TEXT PASSAGE ->
In the past, researchers predicted future traffic with statistical methods and indicators to get regression equations. Most recent studies attempted to replace statistical methods with emerging deep learning methods to predict network traffic. Jiang [15] provided a comprehensive evaluation of deep learning methods for network traffic prediction and demonstrated that deep learning methods outperform statistical methods based on an Internet bandwidth usage dataset. Jaffry et al. [16] used LSTM to predict cellular network traffic and indicated the superior performance of LSTM over ARIMA. Katris et al. [17] proposed a hybrid forecasting method that combines neural networks with fractionally integrated ARIMA and generalized autoregressive conditional heteroskedasticity (GARCH).

Although previous studies have made efforts on network traffic prediction, to the best of our knowledge, there is still a lack of an approach to predict IPv6 traffic accurately. In particular, we are the first to utilize the correlation between IPv6 traffic and IPv4 traffic to propose a novel IPv6 traffic prediction model called LS6, which combines the advantages of the statistical method and deep learning method and makes use of the information from both IPv4 and IPv6.

STATED TASK -> In the traffic prediction passage above, what is the name of the new IPv6 traffic prediction model?

Coordinate annotation listing:

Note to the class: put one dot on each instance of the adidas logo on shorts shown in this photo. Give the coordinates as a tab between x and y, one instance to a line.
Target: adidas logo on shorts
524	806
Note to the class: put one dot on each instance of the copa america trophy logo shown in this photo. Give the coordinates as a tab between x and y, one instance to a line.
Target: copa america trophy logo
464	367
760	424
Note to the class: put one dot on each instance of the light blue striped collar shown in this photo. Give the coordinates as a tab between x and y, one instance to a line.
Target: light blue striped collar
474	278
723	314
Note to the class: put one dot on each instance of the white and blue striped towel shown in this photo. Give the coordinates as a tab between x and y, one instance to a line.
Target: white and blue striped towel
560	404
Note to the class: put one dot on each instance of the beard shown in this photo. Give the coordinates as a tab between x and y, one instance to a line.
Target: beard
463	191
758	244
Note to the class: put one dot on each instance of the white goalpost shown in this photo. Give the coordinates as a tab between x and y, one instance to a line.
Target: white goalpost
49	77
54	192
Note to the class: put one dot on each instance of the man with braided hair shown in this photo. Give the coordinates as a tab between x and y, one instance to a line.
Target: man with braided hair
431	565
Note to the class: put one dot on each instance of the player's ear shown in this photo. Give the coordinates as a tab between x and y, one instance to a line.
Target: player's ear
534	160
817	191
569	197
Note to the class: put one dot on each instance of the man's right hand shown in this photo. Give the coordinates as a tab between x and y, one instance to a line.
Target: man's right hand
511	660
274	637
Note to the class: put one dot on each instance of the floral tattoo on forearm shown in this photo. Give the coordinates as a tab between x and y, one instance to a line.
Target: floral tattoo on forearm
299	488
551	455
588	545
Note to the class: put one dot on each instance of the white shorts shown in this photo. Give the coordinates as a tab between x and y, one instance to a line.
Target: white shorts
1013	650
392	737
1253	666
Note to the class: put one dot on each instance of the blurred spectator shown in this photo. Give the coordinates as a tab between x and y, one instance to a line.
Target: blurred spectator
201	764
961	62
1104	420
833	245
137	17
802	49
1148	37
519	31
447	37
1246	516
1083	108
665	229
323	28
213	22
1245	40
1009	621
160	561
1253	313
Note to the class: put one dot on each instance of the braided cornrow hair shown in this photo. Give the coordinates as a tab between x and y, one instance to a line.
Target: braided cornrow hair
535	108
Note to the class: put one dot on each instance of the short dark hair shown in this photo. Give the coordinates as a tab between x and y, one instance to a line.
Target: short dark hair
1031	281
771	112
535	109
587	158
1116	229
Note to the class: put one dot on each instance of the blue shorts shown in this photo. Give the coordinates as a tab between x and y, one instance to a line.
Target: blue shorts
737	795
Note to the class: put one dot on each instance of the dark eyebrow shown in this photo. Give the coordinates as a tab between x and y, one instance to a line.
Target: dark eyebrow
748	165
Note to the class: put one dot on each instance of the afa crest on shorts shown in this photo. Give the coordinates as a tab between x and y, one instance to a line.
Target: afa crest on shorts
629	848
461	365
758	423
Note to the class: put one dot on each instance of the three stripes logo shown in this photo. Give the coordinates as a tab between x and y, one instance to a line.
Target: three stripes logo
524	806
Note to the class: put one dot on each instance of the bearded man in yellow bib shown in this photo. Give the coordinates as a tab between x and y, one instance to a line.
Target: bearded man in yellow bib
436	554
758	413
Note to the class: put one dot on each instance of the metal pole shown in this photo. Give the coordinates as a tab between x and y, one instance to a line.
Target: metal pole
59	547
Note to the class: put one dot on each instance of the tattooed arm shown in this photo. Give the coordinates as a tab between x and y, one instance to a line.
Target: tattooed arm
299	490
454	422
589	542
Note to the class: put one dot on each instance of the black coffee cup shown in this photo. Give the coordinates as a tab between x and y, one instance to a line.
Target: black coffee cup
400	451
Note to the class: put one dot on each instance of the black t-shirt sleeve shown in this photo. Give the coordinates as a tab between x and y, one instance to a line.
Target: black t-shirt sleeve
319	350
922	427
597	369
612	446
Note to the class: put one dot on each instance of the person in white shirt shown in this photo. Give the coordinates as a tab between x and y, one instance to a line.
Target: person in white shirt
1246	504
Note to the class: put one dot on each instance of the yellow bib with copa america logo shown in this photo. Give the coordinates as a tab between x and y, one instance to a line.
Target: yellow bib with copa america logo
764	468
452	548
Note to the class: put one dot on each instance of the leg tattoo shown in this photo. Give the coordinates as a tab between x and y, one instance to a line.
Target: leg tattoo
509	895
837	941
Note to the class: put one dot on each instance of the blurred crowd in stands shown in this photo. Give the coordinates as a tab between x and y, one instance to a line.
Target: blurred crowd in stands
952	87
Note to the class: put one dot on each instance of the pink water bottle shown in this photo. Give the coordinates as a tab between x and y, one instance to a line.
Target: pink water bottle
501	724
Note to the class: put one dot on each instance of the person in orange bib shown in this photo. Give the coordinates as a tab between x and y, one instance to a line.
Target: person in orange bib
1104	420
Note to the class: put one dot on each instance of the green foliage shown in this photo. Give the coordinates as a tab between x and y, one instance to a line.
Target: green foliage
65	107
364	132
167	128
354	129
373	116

REPLY TO THE TASK -> LS6